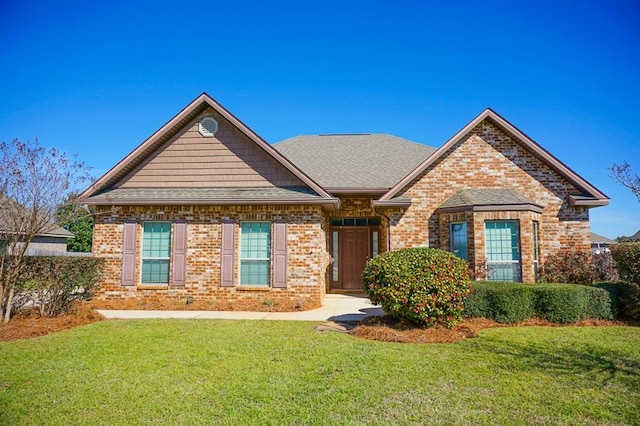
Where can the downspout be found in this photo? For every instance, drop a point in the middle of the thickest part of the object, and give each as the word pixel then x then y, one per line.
pixel 388 227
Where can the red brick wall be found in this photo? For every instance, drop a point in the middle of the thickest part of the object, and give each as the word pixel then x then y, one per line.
pixel 306 254
pixel 488 158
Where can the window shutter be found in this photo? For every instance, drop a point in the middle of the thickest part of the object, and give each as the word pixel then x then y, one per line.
pixel 129 254
pixel 179 257
pixel 227 254
pixel 279 255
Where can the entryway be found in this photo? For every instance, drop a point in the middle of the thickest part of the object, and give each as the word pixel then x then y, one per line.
pixel 353 243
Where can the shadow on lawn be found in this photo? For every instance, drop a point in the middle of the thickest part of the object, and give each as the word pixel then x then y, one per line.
pixel 609 367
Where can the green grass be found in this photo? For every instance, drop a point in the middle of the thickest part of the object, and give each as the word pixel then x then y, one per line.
pixel 252 372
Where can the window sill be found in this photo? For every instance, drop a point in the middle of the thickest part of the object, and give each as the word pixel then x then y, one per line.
pixel 153 286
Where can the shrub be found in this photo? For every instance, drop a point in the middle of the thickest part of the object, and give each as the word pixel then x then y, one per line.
pixel 625 299
pixel 423 285
pixel 54 284
pixel 627 258
pixel 515 302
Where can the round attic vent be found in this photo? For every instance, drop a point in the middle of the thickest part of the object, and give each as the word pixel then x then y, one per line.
pixel 208 127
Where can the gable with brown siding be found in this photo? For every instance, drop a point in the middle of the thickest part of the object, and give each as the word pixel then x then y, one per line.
pixel 227 159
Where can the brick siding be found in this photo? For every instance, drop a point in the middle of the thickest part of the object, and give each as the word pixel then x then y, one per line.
pixel 307 257
pixel 489 158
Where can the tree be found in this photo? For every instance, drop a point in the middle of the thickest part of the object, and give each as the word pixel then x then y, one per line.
pixel 34 181
pixel 623 175
pixel 79 222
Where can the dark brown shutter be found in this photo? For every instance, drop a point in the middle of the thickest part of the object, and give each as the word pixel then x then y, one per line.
pixel 179 257
pixel 279 255
pixel 129 254
pixel 227 254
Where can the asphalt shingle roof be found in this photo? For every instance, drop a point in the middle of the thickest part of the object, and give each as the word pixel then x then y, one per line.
pixel 169 195
pixel 362 161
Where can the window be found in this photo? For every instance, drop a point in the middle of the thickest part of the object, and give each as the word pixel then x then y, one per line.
pixel 535 251
pixel 156 249
pixel 255 253
pixel 502 243
pixel 458 241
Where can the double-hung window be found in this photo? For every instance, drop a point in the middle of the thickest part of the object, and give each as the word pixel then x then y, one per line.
pixel 502 243
pixel 156 252
pixel 255 253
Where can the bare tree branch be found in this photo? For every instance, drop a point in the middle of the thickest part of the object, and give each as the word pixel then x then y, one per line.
pixel 33 183
pixel 623 175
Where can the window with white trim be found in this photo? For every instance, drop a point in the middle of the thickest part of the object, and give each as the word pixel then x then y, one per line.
pixel 156 252
pixel 536 251
pixel 458 240
pixel 502 245
pixel 255 253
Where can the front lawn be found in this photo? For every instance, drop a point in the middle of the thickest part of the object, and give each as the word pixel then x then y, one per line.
pixel 268 372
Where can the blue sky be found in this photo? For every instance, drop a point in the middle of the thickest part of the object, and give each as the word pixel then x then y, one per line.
pixel 98 78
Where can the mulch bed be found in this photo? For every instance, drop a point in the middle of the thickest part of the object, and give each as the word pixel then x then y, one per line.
pixel 386 329
pixel 29 324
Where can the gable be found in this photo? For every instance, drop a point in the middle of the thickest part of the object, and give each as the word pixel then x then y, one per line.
pixel 492 147
pixel 229 159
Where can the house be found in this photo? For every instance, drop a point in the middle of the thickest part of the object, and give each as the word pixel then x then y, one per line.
pixel 206 209
pixel 600 244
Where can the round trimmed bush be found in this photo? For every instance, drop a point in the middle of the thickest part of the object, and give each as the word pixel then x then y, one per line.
pixel 423 285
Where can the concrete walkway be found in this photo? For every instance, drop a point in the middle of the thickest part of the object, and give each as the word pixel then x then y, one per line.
pixel 336 307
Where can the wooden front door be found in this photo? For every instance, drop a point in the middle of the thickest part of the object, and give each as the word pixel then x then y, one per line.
pixel 354 251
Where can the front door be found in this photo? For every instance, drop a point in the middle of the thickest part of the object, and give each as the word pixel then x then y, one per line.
pixel 356 252
pixel 353 243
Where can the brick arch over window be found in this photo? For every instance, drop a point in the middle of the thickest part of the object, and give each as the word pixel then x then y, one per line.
pixel 488 214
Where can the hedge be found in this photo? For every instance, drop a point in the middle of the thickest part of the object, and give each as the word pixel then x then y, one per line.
pixel 625 299
pixel 515 302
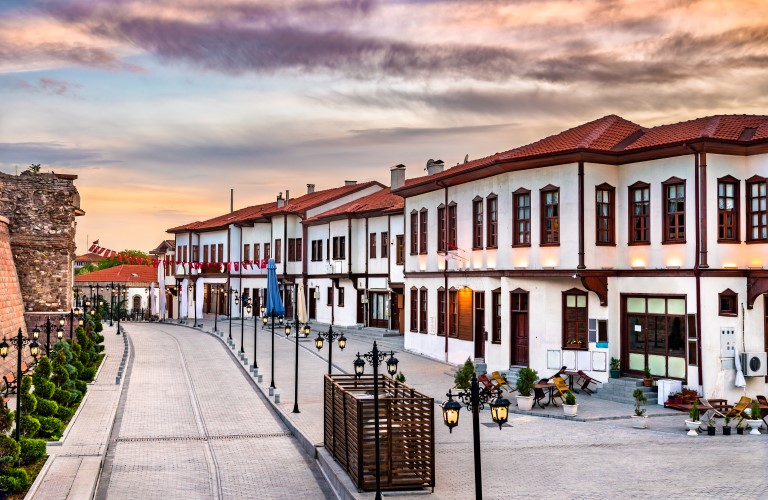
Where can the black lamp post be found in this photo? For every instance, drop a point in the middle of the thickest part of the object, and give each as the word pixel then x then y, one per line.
pixel 34 350
pixel 374 358
pixel 330 336
pixel 475 400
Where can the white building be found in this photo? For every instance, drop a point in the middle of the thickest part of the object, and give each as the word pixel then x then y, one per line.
pixel 606 240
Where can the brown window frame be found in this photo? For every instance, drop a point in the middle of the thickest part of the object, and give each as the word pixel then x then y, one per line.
pixel 634 219
pixel 757 219
pixel 605 224
pixel 521 232
pixel 674 220
pixel 477 223
pixel 582 322
pixel 550 216
pixel 492 228
pixel 728 218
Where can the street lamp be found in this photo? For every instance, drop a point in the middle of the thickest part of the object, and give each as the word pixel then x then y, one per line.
pixel 330 336
pixel 374 358
pixel 34 350
pixel 475 400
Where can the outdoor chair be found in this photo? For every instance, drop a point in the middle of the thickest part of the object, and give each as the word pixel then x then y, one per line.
pixel 584 381
pixel 502 382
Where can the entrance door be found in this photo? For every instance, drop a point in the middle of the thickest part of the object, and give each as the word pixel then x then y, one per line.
pixel 479 328
pixel 653 331
pixel 519 322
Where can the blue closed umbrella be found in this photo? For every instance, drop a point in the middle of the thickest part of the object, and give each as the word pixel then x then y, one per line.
pixel 274 301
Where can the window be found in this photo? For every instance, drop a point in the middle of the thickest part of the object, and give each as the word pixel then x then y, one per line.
pixel 477 223
pixel 414 233
pixel 400 249
pixel 317 250
pixel 674 211
pixel 339 247
pixel 575 319
pixel 278 251
pixel 423 310
pixel 493 229
pixel 441 228
pixel 728 210
pixel 384 245
pixel 441 311
pixel 727 301
pixel 294 249
pixel 522 218
pixel 639 215
pixel 496 320
pixel 453 313
pixel 423 231
pixel 372 246
pixel 757 212
pixel 604 215
pixel 452 227
pixel 550 216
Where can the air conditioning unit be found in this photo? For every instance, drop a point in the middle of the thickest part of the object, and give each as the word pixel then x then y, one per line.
pixel 754 364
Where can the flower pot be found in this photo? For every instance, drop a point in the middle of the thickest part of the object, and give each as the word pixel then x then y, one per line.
pixel 754 425
pixel 692 426
pixel 640 421
pixel 570 410
pixel 524 402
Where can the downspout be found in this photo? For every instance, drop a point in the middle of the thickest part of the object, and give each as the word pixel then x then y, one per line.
pixel 696 270
pixel 581 215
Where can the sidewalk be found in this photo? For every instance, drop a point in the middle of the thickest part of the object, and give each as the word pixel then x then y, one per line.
pixel 74 464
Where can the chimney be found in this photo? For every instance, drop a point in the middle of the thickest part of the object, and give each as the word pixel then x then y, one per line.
pixel 434 166
pixel 397 177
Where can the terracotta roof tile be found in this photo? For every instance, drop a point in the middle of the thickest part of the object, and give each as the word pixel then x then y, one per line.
pixel 120 274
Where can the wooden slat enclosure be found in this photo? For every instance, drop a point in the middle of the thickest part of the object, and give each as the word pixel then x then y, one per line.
pixel 406 432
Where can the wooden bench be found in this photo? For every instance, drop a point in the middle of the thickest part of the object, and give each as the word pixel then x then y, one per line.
pixel 10 383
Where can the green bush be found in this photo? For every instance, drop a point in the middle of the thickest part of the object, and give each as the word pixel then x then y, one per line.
pixel 65 414
pixel 46 407
pixel 32 450
pixel 50 427
pixel 14 480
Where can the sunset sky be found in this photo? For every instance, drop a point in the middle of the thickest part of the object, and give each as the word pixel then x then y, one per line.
pixel 160 107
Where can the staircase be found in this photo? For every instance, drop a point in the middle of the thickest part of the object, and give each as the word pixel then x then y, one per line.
pixel 620 390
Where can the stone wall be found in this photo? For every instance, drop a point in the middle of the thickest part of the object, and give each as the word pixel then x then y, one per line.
pixel 41 209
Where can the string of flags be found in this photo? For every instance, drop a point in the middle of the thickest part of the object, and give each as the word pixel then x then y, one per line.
pixel 187 265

+++

Exercise description >> Output the records starting at the line that contains "Where can the wooden front" and ending at the line that contains "pixel 354 251" as a two-column CSV with the headers text and answer. Give one row per record, with each field in quotes and any line breaks turned into spaces.

Written solution >>
text,answer
"Where can the wooden front door be found in this photo? For every instance, drop a point in the middle of the thickest part of the object, and give each as the word pixel then x then y, one per line.","pixel 354 251"